TEXTO.
Discute-se a política remuneratória dos Procuradores e Defensores Públicos do Estado do Tocantins, objeto da Ação Direta de Inconstitucionalidade n. 4.667/TO em trâmite perante o Supremo Tribunal Federal.

Inicialmente, é de se registrar que o presente artigo busca analisar o regime jurídico de tratamento remuneratório das carreiras jurídicas no Estado do Tocantins, uma vez todas se encontram com subsídios fixados no limite máximo previsto no art. 37, inciso XI, da Constituição Federal de 1988.

Recentemente muito se tem discutido acerca da política remuneratória dos Procuradores e Defensores Públicos do Estado do Tocantins, uma vez que as Leis Complementares Estaduais ns. 67/2010 e 66/2010 são hoje objeto da Ação Direta de Inconstitucionalidade n. 4.667/TO em trâmite perante o Supremo Tribunal Federal desde 14/10/2011 e de relatoria do Ministro Marco Aurélio (encontra-se aguardando pauta para análise do pedido liminar – rito do art. 10 da Lei 9.868/99[1]).

Após algumas alterações em sua redação, quis o Legislador Constituinte Federal, através da Emenda Constitucional n. 41/2003, determinar que a política remuneratória das carreiras jurídicas do Ministério Público (Promotores e Procuradores de Justiça), dos Procuradores e dos Defensores Públicos, bem assim como a dos juízes, seguissem o parâmetro fixado em 90,25% do subsídio mensal, em espécie, dos Ministros do Supremo Tribunal Federal.

Referida norma constitucional não permite interpretações divergentes: a política remuneratória dos Juízes, Promotores de Justiça, Procuradores e Defensores Públicos seguem exatamente a mesma linha de raciocínio, qual seja, 90,25% do subsídio mensal dos Ministros do Supremo Tribunal Federal.

Neste ponto, devemos ressaltar que é exatamente este o entendimento do Supremo Tribunal quanto à questão:

“(...) Note-se que o referido dispositivo excepcionou os membros do Ministério Público, os Procuradores e Defensores Públicos do subteto correspondente ao subsídio do Governador apenas depois da promulgação da EC 41/2003.

Parece-me necessário, entretanto, indagar razão pela qual o inciso XI do art. 37, na redação dada pela EC 41/03, estabeleceu uma exceção tão somente em prol dos membros do Ministério Público, dos Procuradores e dos Defensores Públicos.

A razão, segundo entendo, reside no fato de que, embora os integrantes de tais carreiras não façam parte do Poder Judiciário, exercem, segundo assenta o próprio texto constitucional, ‘funções essenciais à Justiça’. Tal característica determinou que se conferisse tratamento isonômico aos membros das carreiras jurídicas[2].”

MATERIAL FORNECIDO.
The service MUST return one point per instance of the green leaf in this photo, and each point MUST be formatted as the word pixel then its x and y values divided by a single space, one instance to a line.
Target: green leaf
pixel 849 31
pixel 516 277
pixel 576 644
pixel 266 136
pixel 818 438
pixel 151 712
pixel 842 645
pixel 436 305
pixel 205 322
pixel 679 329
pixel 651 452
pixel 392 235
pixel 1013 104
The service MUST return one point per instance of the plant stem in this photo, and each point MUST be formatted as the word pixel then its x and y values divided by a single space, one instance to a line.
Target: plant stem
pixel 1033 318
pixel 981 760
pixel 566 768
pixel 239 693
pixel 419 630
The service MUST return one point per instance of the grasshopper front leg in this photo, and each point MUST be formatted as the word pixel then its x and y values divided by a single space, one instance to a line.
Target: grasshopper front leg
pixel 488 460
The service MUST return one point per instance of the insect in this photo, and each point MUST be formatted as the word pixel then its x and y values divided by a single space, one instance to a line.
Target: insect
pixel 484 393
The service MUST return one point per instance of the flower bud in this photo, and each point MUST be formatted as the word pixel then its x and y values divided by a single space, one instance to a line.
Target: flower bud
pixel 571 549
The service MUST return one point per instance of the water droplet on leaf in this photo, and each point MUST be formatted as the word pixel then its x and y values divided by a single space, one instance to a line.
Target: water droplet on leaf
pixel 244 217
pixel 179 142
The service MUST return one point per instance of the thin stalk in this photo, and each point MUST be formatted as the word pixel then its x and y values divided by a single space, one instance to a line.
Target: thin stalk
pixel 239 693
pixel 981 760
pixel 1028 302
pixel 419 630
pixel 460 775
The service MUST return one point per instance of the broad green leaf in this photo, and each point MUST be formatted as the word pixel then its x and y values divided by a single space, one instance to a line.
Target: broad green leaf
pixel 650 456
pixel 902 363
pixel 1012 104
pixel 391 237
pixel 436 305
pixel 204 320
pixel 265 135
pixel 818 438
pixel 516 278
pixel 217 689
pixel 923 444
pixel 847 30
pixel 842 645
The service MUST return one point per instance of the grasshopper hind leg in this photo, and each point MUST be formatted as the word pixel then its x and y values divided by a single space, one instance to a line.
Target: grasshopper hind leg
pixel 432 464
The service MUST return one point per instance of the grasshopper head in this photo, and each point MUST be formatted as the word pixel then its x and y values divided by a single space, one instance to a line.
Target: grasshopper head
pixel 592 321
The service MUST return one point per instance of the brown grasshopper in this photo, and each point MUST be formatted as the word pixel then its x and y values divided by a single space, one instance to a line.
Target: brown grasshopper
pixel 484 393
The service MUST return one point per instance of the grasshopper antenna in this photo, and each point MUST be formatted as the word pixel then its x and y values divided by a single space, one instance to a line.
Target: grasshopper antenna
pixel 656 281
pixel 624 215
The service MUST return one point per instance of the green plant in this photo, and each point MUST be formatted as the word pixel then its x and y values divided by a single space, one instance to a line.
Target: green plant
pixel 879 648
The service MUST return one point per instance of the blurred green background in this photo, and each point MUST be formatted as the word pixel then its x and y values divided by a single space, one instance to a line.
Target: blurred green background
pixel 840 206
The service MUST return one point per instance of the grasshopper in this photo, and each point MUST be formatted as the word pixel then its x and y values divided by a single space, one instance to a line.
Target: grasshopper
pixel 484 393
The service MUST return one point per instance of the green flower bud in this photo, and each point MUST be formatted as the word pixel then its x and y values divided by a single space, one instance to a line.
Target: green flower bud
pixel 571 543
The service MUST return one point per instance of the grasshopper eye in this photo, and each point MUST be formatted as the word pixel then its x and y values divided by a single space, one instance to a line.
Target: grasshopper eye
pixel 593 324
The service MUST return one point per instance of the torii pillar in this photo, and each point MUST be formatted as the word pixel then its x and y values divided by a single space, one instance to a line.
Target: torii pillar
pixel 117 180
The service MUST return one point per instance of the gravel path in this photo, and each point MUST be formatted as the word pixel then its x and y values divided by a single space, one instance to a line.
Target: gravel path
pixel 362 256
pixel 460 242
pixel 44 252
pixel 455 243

INSTRUÇÕES DA TAREFA. Redigite o trecho do texto que começa nas palavras "Referida norma constitucional" e para logo após "da EC 41/2003.".

SOLUÇÃO DO PROBLEMA.
Referida norma constitucional não permite interpretações divergentes: a política remuneratória dos Juízes, Promotores de Justiça, Procuradores e Defensores Públicos seguem exatamente a mesma linha de raciocínio, qual seja, 90,25% do subsídio mensal dos Ministros do Supremo Tribunal Federal.

Neste ponto, devemos ressaltar que é exatamente este o entendimento do Supremo Tribunal quanto à questão:

“(...) Note-se que o referido dispositivo excepcionou os membros do Ministério Público, os Procuradores e Defensores Públicos do subteto correspondente ao subsídio do Governador apenas depois da promulgação da EC 41/2003.